• **ЗАДАНИЕ**
Допишите продолжение приведенного ниже отрывка из интервью о российской гражданской идентичности, начав сразу после его последнего предложения.

• **ИСХОДНЫЙ ОТРЫВОК**
=====
Л.ДРОБИЖЕВА: А мне кажется, как раз есть большая опасность в том, чтобы мы оценки, которые применимы к какому-то одному региону, конфликтному в прошлом, переносили на всю страну в целом. Потому что все люди живут в этом пространстве, и если они все время будут думать, что они живут в конфликтном обществе, им самим будет просто очень тяжело жить. А вот российская идентичность как раз говорит о том, что она действительно выросла. В 92-м году родилось государство, которого никто не хотел. Мы сейчас об этом забыли. Потому что никто не думал, что будет Россия, думали, что будет СНГ. Даже американцы не хотели этого государства, они боялись, что в этих новых государствах будет стратегическое ядерное оружие, и это представляет опасность повторения югославского пути. Поэтому родилось государство, которое на начальном этапе никто не представлял и не хотел, чтобы оно было. И тогда, когда мы проводили опросы в 90-е годы, даже в Москве где-то только 20% ощущало себя россиянами. 20% - представляете?! В центре, в столице государства! А сейчас мы имеем уверенные данные. Вот разные социологические центры, которым можно доверять, и европейские исследования, в которых мы участвуем, говорят о том, что больше 60% наверняка, до 70%, вот 2006 год – 65%, сейчас – 70%, люди отвечают, что они чувствуют солидарность с гражданами России. И это очень важная позиция. Это не просто с государством, а с гражданами России. То есть формируется вот это чувство гражданской общности. И в этом отношении региональные взаимодействия, региональные идентичности – встает вопрос, противоречат они или не противоречат этой государственной солидарности. И, судя по опросам, такого противоречия нигде не наблюдается. В конкретных случаях – может быть. Ну, например, высокая региональная идентичность в той же Чечне. Или в Осетии. Но в Осетии высокая и государственная идентичность. В Чечне пока государственная идентичность, по результатам исследований самих чеченских социологов, невысокая – 40-50%.
=====
• **СОБРАННЫЕ ДАННЫЕ**
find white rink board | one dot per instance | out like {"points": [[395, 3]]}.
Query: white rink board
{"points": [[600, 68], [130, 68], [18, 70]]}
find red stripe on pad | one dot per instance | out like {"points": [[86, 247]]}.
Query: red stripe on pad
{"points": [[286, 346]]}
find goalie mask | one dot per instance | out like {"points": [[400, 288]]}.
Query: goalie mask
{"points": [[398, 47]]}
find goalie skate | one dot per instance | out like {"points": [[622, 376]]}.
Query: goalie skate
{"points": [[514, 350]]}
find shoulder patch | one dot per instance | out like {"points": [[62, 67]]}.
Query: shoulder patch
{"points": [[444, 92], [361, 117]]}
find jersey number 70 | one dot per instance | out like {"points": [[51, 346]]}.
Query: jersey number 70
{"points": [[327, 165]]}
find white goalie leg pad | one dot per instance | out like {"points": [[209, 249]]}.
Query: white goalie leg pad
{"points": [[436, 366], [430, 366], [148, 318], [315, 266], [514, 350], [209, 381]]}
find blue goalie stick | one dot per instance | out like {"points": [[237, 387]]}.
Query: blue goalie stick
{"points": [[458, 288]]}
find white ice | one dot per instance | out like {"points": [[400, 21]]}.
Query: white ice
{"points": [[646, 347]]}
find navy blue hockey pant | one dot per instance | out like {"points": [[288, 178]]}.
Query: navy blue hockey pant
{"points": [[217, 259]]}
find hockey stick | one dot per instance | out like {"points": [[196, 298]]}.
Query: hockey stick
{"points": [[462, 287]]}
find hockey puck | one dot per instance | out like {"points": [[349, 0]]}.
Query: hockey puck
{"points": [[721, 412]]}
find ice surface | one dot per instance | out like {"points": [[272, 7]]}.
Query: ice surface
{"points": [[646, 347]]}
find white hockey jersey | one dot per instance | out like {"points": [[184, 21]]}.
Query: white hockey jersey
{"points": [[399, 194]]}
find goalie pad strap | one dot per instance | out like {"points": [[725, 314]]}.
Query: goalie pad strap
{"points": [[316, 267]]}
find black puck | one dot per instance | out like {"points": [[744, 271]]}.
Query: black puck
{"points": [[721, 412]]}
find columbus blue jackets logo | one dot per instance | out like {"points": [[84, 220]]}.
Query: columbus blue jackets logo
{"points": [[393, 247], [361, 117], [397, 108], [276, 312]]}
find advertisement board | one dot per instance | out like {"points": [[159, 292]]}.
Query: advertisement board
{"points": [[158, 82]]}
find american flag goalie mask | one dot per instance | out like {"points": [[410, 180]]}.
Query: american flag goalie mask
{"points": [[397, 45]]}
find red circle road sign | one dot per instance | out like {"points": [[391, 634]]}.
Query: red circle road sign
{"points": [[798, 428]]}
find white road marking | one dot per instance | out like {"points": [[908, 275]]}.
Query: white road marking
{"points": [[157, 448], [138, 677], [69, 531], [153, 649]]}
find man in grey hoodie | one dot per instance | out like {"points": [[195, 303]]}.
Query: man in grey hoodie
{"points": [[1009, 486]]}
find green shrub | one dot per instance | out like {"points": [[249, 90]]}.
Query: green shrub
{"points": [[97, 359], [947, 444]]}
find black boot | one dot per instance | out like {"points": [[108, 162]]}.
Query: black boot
=====
• **ИТОГОВЫЙ ОТВЕТ**
О.БЫЧКОВА: Что значит «пока»? Она была когда-то выше, как мы понимаем.
Л.ДРОБИЖЕВА: Когда-то она была выше, но сейчас постконфликтная ситуация. Было много сделано.
О.БЫЧКОВА: Этот график идет вниз пока, если можно так говорить.
Л.ДРОБИЖЕВА: Нет, не вниз. Раньше вообще не было этого, они только чеченцами себя и идентифицировали. И чеченскую республику Ичкерию. А сейчас уже есть представление у этих людей, которые живут в Чечне, что они граждане России. Кто эти 40%? Это молодые люди, это люди, которые уже имеют профессию, работают в университете, работают на каких-то фирмах. Это новая генерация, которая и составит будущее, на которую, конечно, рассчитывает не просто правительство, не просто Рамзан Кадыров и не просто Владимир Владимирович Путин, а мы все заинтересованы в том, чтобы была эта общность, которая даст ядро будущей нормальной жизни.
А.ВЛАСОВ: Абсолютно точно. Потому что посмотрите, сколько ребят из Назрани, Махачкалы, Грозного учатся сейчас в московских вузах.
О.БЫЧКОВА: Сколько?
А.ВЛАСОВ: Точных данных нет, но по визуальному личному наблюдению, потому что ребята эти, кстати, все-таки держатся в основном в своей группе, поэтому они легко различимы. Я думаю, что на некоторых факультетах это составляет где-то порядка 10-15%.
О.БЫЧКОВА: Вот вы на примере Московского Университета?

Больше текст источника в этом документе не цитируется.